[TASK REQUIREMENTS]:
All of the entries need to be copied character for character.

.....

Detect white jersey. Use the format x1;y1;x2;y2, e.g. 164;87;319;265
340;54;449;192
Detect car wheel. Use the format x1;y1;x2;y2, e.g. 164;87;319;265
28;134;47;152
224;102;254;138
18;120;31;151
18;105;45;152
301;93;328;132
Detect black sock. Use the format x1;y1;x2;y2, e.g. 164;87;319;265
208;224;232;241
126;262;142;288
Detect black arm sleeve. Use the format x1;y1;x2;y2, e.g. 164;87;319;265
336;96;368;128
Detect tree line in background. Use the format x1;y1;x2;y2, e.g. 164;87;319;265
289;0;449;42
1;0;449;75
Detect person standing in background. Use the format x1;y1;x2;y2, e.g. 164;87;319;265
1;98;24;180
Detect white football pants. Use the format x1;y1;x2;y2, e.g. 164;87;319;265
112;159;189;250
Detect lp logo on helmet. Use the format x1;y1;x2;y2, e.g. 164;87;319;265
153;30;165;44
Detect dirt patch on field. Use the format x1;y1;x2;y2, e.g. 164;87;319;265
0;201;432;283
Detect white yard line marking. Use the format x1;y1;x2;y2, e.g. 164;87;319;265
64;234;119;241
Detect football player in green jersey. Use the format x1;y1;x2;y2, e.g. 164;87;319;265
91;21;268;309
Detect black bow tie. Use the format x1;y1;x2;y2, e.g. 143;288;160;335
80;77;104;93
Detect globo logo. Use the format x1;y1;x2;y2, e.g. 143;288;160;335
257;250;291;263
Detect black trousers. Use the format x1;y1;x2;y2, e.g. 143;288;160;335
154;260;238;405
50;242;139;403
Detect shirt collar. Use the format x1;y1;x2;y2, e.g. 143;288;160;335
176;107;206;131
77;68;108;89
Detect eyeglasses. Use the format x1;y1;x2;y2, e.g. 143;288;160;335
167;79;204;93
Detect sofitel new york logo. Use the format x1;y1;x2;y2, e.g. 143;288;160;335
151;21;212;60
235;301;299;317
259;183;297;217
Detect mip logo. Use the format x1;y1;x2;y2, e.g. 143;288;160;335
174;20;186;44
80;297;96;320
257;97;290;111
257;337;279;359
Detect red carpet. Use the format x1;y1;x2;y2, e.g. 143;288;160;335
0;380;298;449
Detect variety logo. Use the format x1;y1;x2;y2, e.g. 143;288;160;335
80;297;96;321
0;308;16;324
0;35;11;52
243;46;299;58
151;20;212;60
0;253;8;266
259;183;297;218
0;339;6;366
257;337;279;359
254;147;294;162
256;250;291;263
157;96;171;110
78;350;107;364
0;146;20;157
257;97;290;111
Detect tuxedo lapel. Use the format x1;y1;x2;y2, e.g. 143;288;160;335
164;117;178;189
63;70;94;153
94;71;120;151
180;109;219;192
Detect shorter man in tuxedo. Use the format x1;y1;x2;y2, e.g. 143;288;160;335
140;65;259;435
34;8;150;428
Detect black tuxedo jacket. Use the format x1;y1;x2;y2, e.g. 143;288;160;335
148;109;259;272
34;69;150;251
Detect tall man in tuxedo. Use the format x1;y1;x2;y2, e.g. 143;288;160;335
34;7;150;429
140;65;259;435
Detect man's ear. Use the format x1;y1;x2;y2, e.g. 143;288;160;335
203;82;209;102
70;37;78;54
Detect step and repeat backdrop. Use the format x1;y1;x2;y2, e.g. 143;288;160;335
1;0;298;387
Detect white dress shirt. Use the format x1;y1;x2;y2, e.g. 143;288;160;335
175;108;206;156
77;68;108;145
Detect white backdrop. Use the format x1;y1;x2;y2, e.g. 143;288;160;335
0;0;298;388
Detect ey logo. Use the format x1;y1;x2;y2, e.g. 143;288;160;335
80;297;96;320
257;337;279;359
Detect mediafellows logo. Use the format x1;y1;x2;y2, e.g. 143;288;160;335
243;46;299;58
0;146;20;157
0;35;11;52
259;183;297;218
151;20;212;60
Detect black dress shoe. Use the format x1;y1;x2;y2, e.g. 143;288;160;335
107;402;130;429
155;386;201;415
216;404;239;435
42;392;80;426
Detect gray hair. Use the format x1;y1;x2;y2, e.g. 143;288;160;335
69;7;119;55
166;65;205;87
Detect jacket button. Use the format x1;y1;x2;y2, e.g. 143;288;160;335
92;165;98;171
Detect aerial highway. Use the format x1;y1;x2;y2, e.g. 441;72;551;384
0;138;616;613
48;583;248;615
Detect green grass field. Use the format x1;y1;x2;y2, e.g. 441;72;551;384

.....

[RESULT FOR THIS TASK]:
Detect white jersey. Use the format x1;y1;x2;y2, e.g. 164;87;319;265
340;54;449;192
Detect car wheel. Use the format x1;y1;x2;y2, e.g. 164;87;319;265
28;134;47;152
224;102;254;138
18;120;31;151
18;105;45;152
301;93;328;132
Detect black sock. Use the format x1;y1;x2;y2, e.g. 164;87;319;265
208;224;232;241
126;262;142;288
Detect black arm sleeve. Use the format x1;y1;x2;y2, e.g. 164;87;319;265
336;96;368;128
Detect tree line in background. Use the format x1;y1;x2;y2, e.g. 164;87;319;265
289;0;449;42
1;0;449;75
Detect person standing in background. Use the format x1;y1;x2;y2, e.g. 164;87;319;265
1;98;24;180
Detect white football pants. Use the format x1;y1;x2;y2, e.g. 164;87;319;265
112;159;189;250
Detect lp logo on helmet. Use the format x1;y1;x2;y2, e.g. 164;87;319;265
153;30;165;44
Detect dirt patch on field. Use the format x1;y1;x2;y2, e.g. 164;87;319;265
0;201;432;283
Detect white yard line marking. Use the format x1;y1;x2;y2, e.g. 164;87;319;265
64;234;119;241
Detect football player in green jersey. Use the format x1;y1;x2;y2, e.g. 164;87;319;265
91;21;268;309
Detect black bow tie. Use the format x1;y1;x2;y2, e.g. 143;288;160;335
80;77;104;93
Detect globo logo. Use the format x1;y1;x2;y2, e.g. 143;288;160;335
257;250;291;263
Detect black trousers. Use the format x1;y1;x2;y2, e.g. 143;288;160;335
154;260;238;405
50;242;139;403
Detect shirt collar. Use the format x1;y1;x2;y2, e.g. 143;288;160;335
176;107;206;131
77;68;108;89
Detect eyeglasses. Use the format x1;y1;x2;y2, e.g. 143;288;160;335
167;79;204;93
Detect sofitel new york logo. Use the format x1;y1;x2;y2, e.g. 143;288;160;335
151;21;212;60
235;301;299;317
259;183;297;217
Detect mip logo. Use the format x1;y1;x2;y2, e.g. 143;288;160;335
174;20;186;44
80;297;96;320
257;97;290;111
257;337;279;359
Detect red carpet. Use the format x1;y1;x2;y2, e.g. 143;288;160;335
0;380;298;449
Detect variety logo. Use the format x1;y1;x2;y2, e.g. 143;288;160;335
80;297;96;321
0;308;16;324
0;35;11;52
243;46;299;58
151;20;212;60
0;253;8;266
259;183;297;218
0;339;6;366
257;337;279;359
254;147;294;162
256;250;291;263
157;96;171;110
78;350;107;364
0;146;20;157
257;97;290;111
Detect tuxedo lapel. Use the format x1;y1;x2;y2, e.g. 143;288;160;335
164;117;178;189
63;70;94;153
94;71;120;151
180;109;219;192
Detect shorter man in tuxedo. Use the format x1;y1;x2;y2, e.g. 143;288;160;335
140;65;259;435
34;8;150;428
Detect black tuxedo jacket. Use the format x1;y1;x2;y2, e.g. 143;288;160;335
148;109;259;272
34;69;150;251
Detect tall man in tuxedo. Use the format x1;y1;x2;y2, e.g. 143;288;160;335
34;7;150;429
140;65;259;435
Detect man's ear. Use the format x1;y1;x2;y2, e.g. 143;288;160;335
203;82;209;102
70;37;78;54
Detect step and repeat backdrop. Use the format x1;y1;x2;y2, e.g. 143;288;160;335
1;0;298;387
Detect white dress shirt. Use the format x1;y1;x2;y2, e.g. 143;288;160;335
175;108;206;156
77;68;108;145
Detect white backdrop. Use the format x1;y1;x2;y2, e.g. 143;288;160;335
0;0;298;388
Detect ey logo. Use the format x1;y1;x2;y2, e.g. 143;288;160;335
80;297;96;320
257;337;279;359
Detect mediafellows logo. Use the format x1;y1;x2;y2, e.g. 143;288;160;335
243;46;299;58
0;146;20;157
0;35;11;52
259;183;297;218
151;20;212;60
Detect black dress shoe. Use the format x1;y1;x2;y2, e.g. 143;288;160;335
107;402;130;429
155;386;201;415
216;404;239;435
42;392;80;426
Detect gray hair. Use the format x1;y1;x2;y2, e.g. 143;288;160;335
69;7;119;55
166;65;205;87
Detect jacket button. Use the format x1;y1;x2;y2, e.g. 143;288;160;335
92;165;98;171
Detect aerial highway. Use the format x1;y1;x2;y2, e.g. 441;72;551;384
0;138;616;613
48;583;248;615
Detect green grass field. Use the format x1;y1;x2;y2, e.g. 441;72;551;384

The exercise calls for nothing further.